Text →
▼

Filed under Anxiety, Life, Rheumatoid Arthritis

4 responses to “Stuff and Things

  1. Rebecca Miller

    (((huggles))) praying for you and here if you need to talk. My rhumy and I just had a talk how important it is to keep your hands busy, flaring or not. If you don’t push, even when it hurts, you’ll lose the mobility in them. One of the reasons I craft continuously. Hand sewing, crocheted, typing. These are all important to keep the joints moving and keeping them from freezing up. I know a couple women with mulations. That’s where the joints deteriorate and the fingers actually shrink back into the hands. One lady is in Australia with managed care and disabled. The other lives out west and had all the joints in her hands replaced (they can do that!) And was back to writing and being active with her hands!!! So, as frustrating as it gets…it does get better. Big thing with PA, if it hurts right now, hold on, it will move someplace else before too long and give you a break.

▲

Data records →
▼

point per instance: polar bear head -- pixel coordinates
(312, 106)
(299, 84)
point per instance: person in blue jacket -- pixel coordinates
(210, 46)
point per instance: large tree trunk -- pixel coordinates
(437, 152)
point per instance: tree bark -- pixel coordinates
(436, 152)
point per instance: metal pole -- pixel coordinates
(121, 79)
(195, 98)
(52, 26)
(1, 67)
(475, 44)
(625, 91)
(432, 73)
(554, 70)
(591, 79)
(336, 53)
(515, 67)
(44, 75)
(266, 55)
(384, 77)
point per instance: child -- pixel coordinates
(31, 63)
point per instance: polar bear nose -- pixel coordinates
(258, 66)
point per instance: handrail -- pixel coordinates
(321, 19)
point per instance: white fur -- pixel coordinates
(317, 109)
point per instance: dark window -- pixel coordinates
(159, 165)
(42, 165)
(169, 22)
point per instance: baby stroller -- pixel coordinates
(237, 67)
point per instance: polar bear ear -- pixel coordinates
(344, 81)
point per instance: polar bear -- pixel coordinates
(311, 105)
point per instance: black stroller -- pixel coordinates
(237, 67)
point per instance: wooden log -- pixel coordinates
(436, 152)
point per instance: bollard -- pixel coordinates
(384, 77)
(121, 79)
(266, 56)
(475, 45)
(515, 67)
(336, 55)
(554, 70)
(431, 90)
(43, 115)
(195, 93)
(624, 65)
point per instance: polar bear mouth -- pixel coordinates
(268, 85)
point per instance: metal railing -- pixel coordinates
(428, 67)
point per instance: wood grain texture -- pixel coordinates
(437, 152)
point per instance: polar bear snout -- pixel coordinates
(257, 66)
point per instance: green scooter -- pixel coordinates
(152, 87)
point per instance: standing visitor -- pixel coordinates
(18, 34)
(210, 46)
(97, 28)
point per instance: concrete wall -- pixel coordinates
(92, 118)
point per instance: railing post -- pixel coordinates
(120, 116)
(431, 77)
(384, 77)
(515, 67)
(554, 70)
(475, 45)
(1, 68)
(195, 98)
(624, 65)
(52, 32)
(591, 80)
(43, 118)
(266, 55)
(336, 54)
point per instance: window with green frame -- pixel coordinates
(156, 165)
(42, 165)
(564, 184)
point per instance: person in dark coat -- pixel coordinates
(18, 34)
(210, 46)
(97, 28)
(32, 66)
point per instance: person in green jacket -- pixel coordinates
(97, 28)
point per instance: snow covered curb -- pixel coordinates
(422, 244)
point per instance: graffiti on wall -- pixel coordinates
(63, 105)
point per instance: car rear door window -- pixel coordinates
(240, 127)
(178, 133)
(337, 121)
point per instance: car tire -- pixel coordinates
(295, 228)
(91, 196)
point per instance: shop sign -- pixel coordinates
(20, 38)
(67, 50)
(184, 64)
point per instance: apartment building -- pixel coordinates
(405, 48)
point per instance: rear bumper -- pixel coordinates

▲

What you need to do →
1) Can you extract the part of the arthritis comment that opens with the words containing "(((huggles))) praying for" and closes with "you a break."?
2) How might the arthritis comment go on after its last sentence? Continue it from there.
The listing has no connection to the arthritis comment.

Answers given →
1)
(((huggles))) praying for you and here if you need to talk. My rhumy and I just had a talk how important it is to keep your hands busy, flaring or not. If you don’t push, even when it hurts, you’ll lose the mobility in them. One of the reasons I craft continuously. Hand sewing, crocheted, typing. These are all important to keep the joints moving and keeping them from freezing up. I know a couple women with mulations. That’s where the joints deteriorate and the fingers actually shrink back into the hands. One lady is in Australia with managed care and disabled. The other lives out west and had all the joints in her hands replaced (they can do that!) And was back to writing and being active with her hands!!! So, as frustrating as it gets…it does get better. Big thing with PA, if it hurts right now, hold on, it will move someplace else before too long and give you a break.

2)
    Liked by 1 person

    • I pretty much just type until I can’t anymore lol. I can’t knit (I’ve tried) and my crochet leaves a lot to be desired but I do try and keep them moving. I’m just having a really hard time adjusting I think. The disfigurements scare me a little but really, if I do what I’m told my understanding is I’ve got a good chance of not getting them so bad and who knows what they’ll come up with in the next 20 years! I know from the ladies in my support group that I’ve definitely got it a LOT easier than a lot of people with the same thing. This time next year, it’ll all be old hat 🙂 .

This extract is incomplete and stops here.